Referring expression pointing data
+ + +

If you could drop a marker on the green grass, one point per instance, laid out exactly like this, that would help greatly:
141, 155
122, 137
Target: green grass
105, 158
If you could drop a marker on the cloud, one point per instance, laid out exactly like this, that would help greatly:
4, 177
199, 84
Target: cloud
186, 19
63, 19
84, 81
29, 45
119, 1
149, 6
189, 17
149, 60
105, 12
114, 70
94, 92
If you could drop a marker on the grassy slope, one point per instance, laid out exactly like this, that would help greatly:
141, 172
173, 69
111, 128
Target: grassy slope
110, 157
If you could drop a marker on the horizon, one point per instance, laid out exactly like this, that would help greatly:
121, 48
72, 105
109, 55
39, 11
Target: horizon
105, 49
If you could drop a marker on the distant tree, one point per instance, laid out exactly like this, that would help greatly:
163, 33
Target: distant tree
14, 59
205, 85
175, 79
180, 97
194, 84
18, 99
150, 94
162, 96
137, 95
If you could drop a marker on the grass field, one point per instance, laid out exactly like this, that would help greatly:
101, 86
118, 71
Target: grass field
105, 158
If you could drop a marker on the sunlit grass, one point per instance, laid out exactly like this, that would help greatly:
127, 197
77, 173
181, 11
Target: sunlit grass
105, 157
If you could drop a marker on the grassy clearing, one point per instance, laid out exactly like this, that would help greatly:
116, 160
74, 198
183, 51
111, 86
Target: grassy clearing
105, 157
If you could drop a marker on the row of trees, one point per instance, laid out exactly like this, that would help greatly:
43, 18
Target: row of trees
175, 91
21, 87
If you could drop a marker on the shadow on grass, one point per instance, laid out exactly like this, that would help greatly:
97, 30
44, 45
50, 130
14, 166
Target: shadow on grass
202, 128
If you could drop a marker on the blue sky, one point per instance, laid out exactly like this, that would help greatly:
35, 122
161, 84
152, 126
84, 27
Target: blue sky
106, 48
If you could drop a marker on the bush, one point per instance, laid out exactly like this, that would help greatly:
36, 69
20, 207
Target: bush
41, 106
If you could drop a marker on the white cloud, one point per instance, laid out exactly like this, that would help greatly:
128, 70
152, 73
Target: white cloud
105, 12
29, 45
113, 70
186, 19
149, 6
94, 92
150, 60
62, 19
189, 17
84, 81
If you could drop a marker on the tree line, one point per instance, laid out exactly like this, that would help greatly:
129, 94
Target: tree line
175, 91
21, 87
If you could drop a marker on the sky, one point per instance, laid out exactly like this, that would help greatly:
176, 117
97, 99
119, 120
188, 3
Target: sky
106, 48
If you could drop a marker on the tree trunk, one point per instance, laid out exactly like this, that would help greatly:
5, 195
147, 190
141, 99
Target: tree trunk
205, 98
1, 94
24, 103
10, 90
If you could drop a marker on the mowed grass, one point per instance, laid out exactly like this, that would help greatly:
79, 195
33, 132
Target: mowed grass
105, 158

+ + +

> **Work request**: Exactly as they appear, restate all of the entries.

> **Result of this task**:
If you could drop a marker on the green grass, one point per instance, laid out exactly like this, that would help greatly:
141, 155
122, 137
Target: green grass
105, 158
If you could drop a marker on the cloud, one point per instance, laid out exactly like this, that would help greatly:
4, 177
199, 84
Target: cloud
186, 19
63, 19
84, 81
29, 45
119, 1
149, 6
189, 17
149, 60
105, 12
114, 70
94, 92
If you could drop a marker on the grassy slope, one point per instance, laid out exactly like this, that would help greatly:
141, 172
173, 69
111, 128
Target: grassy slope
110, 157
If you could drop a marker on the horizon, one point per instance, laid out exactly like this, that would help greatly:
121, 48
72, 105
109, 55
39, 11
Target: horizon
105, 49
If you could drop a marker on the distant tree, one point per instance, laid out exactly like this, that would help greatly:
163, 33
Target: distant tree
14, 59
205, 85
175, 79
180, 97
194, 84
18, 99
150, 94
162, 96
137, 95
If you could drop a marker on the grass field, one point per instance, laid out exactly like this, that would help greatly:
101, 86
118, 71
Target: grass field
105, 158
If you could drop a marker on the sunlit grass, one point per instance, laid out exactly like this, that would help greatly:
127, 197
77, 173
181, 11
Target: sunlit grass
105, 157
If you could drop a marker on the grassy clearing, one point per instance, laid out exactly like this, that would help greatly:
116, 160
74, 198
183, 51
111, 86
Target: grassy clearing
105, 157
If you could drop a marker on the row of trees, one point per instance, laid out exactly like this, that would help greatly:
43, 18
Target: row of trees
175, 91
21, 87
If you could drop a marker on the shadow on grass, one point per instance, laid out exactly like this, that would help greatly:
97, 30
44, 45
50, 130
14, 166
Target: shadow on grass
202, 128
If you could drop a marker on the blue sky, one point per instance, laid out exactly like this, that would help greatly:
35, 122
161, 84
152, 126
84, 27
Target: blue sky
106, 48
If you could drop a marker on the bush, one point per instance, laid out exactly like this, that would help greatly:
36, 69
20, 207
Target: bush
41, 106
If you could drop a marker on the white cloud, one point per instance, laid out exactly like this, that would help greatly:
128, 70
152, 73
Target: white cloud
105, 12
29, 45
113, 70
186, 19
149, 6
94, 92
150, 60
62, 19
189, 17
84, 81
If you could drop a marker on the tree line, one point per instance, laid out exactly like this, that would help greatly:
129, 94
Target: tree line
175, 91
21, 87
If you could drop a marker on the sky, one point per instance, laid out exactly like this, that would help greatly:
176, 117
97, 99
119, 120
188, 3
Target: sky
106, 48
If you could drop a marker on the tree trunk, one point per instance, laid out exactly like this, that would help greatly:
5, 195
147, 190
141, 99
Target: tree trunk
205, 98
1, 94
24, 103
10, 90
If you could drop a marker on the mowed grass, one point per instance, laid out exactly like this, that would help greatly:
79, 195
33, 132
Target: mowed grass
105, 158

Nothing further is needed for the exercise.